### WHAT TO PRODUCE
Count the lines below that contain the string "bumper", treating case as significant, and reply with only that number.

(Records from a collection)
_ _ _

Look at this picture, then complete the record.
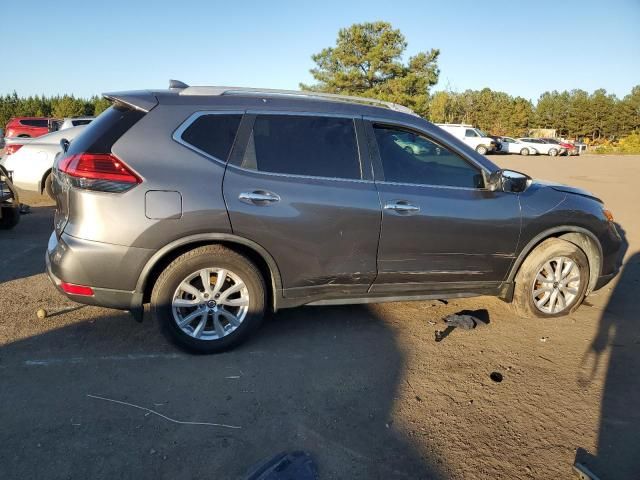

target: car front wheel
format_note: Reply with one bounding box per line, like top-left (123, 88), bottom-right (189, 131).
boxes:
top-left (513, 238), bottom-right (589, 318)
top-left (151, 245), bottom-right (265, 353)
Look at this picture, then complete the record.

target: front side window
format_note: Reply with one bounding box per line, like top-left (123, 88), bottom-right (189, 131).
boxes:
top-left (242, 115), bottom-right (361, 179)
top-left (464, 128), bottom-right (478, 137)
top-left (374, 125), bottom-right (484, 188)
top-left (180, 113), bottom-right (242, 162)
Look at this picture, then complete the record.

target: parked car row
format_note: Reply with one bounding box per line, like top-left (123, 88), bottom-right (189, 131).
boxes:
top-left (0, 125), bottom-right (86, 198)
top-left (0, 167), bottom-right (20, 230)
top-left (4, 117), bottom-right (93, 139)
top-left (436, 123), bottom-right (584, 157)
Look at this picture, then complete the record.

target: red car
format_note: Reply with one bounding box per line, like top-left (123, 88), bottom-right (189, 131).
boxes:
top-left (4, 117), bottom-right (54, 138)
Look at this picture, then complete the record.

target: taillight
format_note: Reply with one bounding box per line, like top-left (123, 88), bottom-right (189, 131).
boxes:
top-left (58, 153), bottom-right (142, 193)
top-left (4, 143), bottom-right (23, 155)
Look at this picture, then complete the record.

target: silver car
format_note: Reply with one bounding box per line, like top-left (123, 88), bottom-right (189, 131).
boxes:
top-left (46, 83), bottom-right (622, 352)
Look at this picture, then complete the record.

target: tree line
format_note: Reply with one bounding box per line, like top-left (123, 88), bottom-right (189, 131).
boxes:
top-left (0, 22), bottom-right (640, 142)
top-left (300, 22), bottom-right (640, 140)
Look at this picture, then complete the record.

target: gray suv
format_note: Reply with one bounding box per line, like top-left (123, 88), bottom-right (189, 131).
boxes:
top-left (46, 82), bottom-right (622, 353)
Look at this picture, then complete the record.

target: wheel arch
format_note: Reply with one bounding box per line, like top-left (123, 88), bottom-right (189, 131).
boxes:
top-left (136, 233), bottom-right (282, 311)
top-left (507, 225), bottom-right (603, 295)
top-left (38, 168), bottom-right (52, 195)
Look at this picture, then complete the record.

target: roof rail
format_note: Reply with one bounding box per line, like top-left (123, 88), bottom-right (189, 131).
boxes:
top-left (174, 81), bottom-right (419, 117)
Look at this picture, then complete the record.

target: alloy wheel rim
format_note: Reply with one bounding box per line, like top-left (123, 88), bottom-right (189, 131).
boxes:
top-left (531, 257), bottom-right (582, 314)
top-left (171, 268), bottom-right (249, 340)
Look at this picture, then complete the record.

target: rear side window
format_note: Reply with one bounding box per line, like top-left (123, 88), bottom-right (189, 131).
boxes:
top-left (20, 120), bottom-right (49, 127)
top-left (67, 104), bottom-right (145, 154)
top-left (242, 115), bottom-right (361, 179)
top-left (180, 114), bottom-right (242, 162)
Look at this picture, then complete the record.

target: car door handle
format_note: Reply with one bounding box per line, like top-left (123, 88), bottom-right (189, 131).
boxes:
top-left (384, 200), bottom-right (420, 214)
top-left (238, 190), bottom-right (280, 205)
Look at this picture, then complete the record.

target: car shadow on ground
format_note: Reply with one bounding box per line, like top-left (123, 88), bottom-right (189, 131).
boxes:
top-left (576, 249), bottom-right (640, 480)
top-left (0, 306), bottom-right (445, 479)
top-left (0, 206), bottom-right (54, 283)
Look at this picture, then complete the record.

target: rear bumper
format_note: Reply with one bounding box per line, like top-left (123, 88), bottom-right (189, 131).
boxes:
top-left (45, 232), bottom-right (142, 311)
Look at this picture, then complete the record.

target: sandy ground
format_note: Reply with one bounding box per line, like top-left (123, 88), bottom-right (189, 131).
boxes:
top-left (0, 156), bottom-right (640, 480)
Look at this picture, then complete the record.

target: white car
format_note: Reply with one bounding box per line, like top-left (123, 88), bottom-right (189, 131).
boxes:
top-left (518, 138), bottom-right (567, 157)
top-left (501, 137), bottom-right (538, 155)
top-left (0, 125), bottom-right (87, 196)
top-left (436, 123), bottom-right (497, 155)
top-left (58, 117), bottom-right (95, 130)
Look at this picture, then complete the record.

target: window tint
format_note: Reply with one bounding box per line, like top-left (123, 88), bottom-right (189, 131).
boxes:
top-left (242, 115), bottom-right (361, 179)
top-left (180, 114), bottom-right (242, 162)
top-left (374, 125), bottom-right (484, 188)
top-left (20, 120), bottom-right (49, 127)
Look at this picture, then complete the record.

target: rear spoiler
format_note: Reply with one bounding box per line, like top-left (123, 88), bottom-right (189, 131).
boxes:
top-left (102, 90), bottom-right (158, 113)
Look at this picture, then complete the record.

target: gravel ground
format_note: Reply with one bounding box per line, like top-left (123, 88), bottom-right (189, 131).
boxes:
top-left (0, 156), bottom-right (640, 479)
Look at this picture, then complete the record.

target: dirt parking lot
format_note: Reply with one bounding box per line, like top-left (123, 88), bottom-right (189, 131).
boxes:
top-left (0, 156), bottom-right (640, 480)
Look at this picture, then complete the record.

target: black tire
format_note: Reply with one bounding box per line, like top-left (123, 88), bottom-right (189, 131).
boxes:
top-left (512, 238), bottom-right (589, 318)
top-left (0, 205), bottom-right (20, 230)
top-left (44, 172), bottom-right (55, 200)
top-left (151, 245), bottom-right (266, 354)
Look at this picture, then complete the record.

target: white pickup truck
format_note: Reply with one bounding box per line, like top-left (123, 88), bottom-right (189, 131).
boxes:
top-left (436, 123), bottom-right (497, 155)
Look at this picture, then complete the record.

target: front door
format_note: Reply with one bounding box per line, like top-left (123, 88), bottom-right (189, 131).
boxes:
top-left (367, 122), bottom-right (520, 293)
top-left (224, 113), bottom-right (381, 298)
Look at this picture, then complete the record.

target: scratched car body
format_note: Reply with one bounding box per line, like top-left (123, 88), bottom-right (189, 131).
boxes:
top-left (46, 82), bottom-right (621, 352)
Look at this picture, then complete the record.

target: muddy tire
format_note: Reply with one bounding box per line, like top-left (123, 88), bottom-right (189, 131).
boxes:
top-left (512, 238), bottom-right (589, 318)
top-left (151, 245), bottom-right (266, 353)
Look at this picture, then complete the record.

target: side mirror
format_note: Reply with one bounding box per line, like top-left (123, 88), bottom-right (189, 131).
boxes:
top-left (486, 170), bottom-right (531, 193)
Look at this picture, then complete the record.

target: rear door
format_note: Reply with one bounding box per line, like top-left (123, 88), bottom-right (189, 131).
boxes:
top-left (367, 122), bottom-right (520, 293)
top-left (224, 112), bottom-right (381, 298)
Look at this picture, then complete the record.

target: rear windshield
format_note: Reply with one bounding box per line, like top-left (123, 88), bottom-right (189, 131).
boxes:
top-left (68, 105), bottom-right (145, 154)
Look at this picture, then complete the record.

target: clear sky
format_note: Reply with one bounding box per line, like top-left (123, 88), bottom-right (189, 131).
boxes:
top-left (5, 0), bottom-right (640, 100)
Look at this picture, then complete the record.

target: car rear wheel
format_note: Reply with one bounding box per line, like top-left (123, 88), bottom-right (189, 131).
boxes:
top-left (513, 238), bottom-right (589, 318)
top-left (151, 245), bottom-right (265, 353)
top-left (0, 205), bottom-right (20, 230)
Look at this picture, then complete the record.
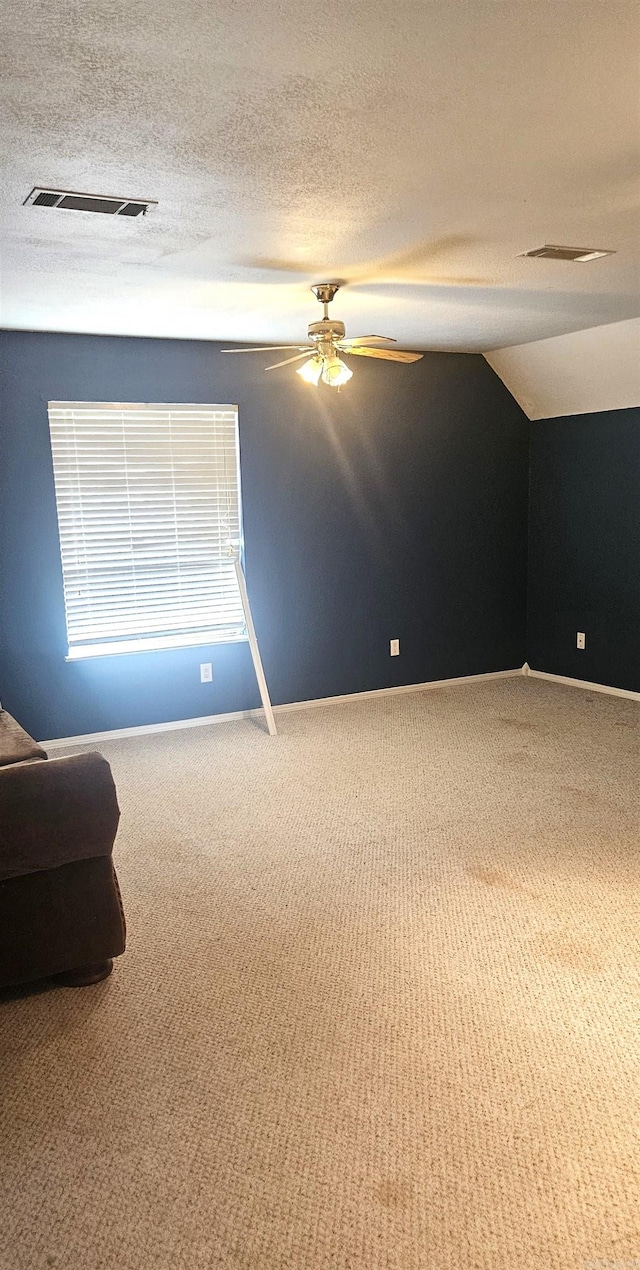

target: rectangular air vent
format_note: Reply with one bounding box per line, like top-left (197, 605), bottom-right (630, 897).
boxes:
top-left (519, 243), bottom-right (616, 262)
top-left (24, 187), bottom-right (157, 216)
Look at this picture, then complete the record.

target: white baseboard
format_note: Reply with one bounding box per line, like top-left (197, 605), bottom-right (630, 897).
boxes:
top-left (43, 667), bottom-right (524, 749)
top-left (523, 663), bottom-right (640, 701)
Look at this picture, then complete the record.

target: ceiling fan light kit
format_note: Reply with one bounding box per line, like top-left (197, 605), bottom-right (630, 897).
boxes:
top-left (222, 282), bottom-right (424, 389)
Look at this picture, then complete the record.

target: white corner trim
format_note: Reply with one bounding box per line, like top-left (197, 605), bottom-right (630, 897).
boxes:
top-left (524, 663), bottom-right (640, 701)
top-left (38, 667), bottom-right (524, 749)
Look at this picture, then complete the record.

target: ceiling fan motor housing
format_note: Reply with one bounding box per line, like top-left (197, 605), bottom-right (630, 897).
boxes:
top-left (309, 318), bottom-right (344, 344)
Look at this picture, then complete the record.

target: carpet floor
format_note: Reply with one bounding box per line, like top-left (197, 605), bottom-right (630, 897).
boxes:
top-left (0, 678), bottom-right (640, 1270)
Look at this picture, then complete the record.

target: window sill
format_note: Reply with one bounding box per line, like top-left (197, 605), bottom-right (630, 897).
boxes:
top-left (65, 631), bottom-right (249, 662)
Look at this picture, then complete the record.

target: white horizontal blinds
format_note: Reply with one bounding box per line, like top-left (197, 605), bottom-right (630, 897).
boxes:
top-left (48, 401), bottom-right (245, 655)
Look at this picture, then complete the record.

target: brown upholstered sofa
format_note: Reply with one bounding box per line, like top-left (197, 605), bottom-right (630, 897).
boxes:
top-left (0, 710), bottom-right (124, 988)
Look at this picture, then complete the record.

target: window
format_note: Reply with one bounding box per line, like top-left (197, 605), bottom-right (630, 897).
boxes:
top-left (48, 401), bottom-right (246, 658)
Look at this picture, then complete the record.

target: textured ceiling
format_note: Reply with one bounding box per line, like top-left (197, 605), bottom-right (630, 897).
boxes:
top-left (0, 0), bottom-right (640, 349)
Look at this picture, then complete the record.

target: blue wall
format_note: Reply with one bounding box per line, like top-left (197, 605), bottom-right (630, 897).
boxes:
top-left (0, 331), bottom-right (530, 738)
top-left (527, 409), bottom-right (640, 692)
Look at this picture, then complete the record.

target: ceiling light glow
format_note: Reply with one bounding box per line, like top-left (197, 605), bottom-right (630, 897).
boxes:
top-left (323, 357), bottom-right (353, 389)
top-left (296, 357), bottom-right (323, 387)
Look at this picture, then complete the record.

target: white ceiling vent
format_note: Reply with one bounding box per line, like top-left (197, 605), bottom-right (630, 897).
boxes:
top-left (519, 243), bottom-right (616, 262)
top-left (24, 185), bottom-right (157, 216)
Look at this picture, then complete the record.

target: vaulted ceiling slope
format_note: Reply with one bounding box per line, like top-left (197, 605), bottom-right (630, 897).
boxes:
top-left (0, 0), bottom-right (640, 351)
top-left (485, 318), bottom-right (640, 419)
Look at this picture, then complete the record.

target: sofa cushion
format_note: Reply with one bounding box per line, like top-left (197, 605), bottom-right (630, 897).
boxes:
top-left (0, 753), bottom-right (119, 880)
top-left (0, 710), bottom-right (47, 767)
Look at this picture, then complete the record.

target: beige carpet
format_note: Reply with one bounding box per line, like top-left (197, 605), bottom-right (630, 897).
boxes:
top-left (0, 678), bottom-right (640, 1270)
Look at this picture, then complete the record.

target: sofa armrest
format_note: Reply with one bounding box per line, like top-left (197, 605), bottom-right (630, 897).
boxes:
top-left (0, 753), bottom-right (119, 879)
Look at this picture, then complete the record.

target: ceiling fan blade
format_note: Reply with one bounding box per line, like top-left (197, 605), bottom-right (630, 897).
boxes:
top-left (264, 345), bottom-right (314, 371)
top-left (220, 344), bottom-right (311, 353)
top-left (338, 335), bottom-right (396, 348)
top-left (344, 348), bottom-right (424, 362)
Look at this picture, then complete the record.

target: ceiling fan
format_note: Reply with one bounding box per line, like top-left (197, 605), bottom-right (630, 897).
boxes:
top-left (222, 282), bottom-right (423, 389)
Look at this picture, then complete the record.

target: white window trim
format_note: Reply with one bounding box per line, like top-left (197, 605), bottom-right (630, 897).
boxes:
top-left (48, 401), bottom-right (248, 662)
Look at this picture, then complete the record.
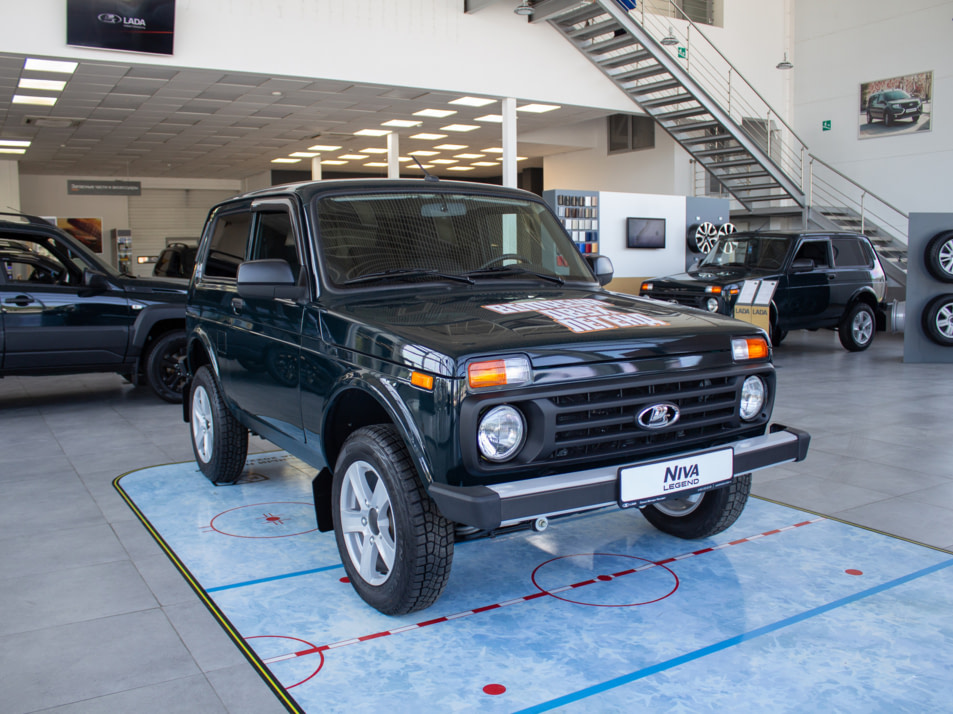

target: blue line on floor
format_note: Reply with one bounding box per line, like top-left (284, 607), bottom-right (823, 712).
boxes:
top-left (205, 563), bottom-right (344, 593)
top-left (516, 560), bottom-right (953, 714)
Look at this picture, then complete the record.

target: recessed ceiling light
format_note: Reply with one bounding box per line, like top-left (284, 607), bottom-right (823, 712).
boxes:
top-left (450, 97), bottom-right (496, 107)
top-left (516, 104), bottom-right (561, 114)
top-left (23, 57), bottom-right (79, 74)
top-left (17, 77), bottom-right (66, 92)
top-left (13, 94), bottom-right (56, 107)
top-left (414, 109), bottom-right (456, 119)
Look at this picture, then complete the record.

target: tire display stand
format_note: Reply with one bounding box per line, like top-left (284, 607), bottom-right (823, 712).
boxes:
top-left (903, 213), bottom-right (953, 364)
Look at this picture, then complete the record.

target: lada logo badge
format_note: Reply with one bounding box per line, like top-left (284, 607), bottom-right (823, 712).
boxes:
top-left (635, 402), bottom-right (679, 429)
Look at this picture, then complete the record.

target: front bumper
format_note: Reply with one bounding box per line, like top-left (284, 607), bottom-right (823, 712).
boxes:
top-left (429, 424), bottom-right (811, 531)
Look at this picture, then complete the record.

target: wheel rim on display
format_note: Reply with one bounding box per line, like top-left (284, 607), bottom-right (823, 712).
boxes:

_ _ _

### RESULT
2